-- Problem description --
Please answer these questions using the passage on Herbert Stothart:
1. During which years did Stothart work at M-G-M?
2. How many Academy Award nominations did he receive?
3. In what city was he born?
>> Start Excerpted passage
Herbert Stothart,
a pre-eminent pioneer composer of film music, worked at M-G-M
from 1929 until his death in 1949. At M-G-M, Stothart was responsible
for the scores of many of the studio's most prestigious films
including: The Barretts of Wimpole Street, David Copperfield,
The Painted Veil, Anna Karenina, Mutiny on the Bounty,
Rose-Marie (and many other operettas), The Wizard of
Oz, Pride and Prejudice, Waterloo Bridge, Thousands Cheer,
National Velvet, The Picture of Dorian Gray, Mrs Miniver
and the two scores that are the subject of this album.
Stothart was the
first and only Golden Age film composer to straddle successfully
the line between screen musicals and dramatic scores. He was
nominated for eleven Academy Awards and won the Oscar for Best
Scoring for The Wizard of Oz.
Years before,
Stothart had composed, co-composed and/or conducted many
successful Broadway musical comedies of the 1920s - including Rose-Marie,
co-composed with Rudolf Friml with book and lyrics by Otto Harbach
and Oscar Hammerstein II.
Stothart was born
in Milwaukee, Wisconsin of Scottish and Bavarian descent. His
formative years as lead choirboy in the Episcopal Church would
later prove a great influence on his use of the choir in film
scores. He had a formal musical education in Germany and spent
some years as an educator at the University of Wisconsin while
writing music and conducting. He composed several concert works.
>> End Excerpted passage
>> Start Supplied data
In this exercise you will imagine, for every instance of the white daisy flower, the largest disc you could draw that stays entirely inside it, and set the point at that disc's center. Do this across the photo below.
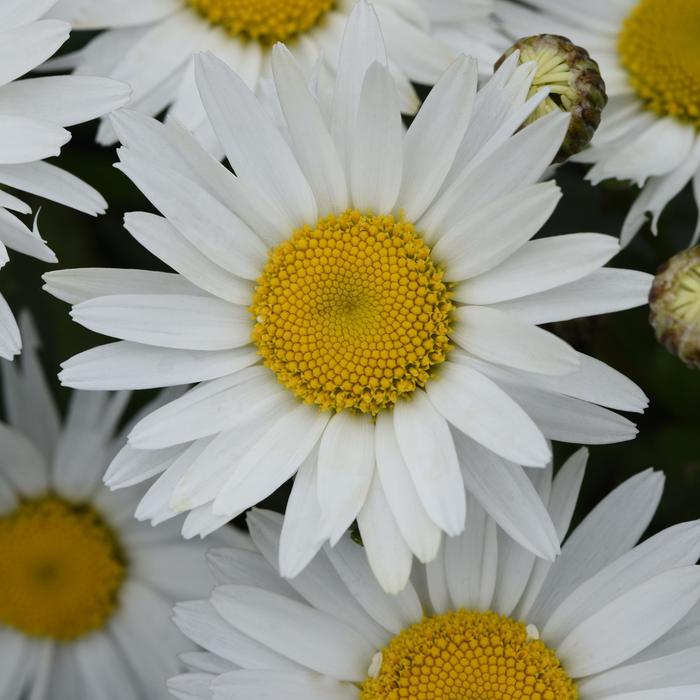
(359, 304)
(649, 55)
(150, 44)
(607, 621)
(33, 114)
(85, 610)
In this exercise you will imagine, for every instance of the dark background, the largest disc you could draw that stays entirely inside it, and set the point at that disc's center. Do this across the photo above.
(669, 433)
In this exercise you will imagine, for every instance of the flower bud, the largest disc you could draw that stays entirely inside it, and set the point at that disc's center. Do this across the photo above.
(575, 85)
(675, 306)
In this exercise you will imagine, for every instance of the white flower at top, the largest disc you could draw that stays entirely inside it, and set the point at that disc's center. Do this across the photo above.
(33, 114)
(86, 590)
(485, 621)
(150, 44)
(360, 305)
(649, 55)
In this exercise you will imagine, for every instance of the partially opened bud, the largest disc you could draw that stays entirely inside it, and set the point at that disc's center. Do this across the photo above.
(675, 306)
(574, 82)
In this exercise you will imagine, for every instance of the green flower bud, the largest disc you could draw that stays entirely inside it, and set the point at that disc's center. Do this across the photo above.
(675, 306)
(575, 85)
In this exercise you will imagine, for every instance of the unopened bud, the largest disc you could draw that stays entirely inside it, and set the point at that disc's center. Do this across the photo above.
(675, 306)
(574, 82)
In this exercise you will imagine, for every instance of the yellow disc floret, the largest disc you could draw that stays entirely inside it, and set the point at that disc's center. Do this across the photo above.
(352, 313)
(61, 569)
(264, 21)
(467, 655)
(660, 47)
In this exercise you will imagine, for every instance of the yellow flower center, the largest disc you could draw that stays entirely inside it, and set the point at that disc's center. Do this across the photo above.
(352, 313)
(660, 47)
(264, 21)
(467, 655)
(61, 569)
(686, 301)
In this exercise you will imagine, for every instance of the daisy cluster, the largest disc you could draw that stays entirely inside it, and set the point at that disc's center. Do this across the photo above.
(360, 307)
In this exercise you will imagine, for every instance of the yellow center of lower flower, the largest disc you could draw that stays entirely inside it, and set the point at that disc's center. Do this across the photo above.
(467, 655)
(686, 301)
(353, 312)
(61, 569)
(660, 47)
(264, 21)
>> End Supplied data
>> Start Supplied data
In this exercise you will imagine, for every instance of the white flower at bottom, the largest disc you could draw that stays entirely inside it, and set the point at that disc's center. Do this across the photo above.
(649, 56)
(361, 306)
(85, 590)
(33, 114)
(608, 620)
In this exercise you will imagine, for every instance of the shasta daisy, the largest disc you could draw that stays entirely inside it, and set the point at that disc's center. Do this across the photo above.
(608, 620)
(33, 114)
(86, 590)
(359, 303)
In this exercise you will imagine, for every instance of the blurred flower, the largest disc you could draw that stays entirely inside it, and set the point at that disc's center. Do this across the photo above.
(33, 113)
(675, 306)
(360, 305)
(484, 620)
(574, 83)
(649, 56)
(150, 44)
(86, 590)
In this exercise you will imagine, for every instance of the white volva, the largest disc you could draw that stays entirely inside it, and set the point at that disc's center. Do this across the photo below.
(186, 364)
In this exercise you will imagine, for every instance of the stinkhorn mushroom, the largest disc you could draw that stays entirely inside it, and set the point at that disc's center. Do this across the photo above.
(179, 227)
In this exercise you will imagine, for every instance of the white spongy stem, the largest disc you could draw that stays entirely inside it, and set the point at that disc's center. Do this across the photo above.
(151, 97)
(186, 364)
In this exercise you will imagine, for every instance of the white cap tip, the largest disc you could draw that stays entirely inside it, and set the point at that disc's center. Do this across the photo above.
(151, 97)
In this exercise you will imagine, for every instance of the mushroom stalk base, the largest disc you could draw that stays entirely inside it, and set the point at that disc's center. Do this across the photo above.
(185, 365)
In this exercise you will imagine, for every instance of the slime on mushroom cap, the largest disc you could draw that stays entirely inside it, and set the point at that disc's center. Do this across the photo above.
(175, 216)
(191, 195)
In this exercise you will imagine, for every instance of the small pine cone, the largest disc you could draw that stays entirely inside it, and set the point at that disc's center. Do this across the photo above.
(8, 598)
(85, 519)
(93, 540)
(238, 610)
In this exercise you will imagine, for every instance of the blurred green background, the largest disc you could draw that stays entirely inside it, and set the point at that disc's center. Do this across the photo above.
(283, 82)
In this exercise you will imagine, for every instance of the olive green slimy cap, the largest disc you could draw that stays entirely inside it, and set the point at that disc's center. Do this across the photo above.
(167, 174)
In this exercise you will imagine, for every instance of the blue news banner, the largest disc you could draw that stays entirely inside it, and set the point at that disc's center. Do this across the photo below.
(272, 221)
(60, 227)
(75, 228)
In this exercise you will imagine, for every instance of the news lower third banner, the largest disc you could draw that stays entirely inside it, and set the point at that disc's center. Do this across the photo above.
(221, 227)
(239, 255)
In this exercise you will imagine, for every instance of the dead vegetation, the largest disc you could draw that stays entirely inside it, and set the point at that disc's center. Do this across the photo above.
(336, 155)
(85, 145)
>> End Supplied data
>> Start Supplied data
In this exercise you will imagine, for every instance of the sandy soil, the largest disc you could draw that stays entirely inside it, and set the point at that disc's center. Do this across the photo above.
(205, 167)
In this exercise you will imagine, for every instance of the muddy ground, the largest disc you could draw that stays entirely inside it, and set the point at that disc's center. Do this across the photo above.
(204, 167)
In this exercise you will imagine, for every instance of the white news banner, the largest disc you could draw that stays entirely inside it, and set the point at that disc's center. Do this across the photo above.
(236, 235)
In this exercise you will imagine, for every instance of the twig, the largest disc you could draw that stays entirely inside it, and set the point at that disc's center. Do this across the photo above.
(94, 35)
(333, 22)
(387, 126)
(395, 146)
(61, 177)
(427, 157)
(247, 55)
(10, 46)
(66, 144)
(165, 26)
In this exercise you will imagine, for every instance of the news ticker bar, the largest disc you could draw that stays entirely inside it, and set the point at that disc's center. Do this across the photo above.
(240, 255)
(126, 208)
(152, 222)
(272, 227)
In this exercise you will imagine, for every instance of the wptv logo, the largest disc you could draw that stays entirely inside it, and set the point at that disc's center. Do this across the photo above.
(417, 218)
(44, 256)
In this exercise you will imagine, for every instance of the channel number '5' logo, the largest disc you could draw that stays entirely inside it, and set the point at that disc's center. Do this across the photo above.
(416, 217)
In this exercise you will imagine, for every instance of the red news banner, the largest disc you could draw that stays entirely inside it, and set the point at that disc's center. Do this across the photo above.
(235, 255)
>> End Supplied data
-- Response below --
1. From 1929 until his death in 1949.
2. Eleven.
3. Milwaukee, Wisconsin.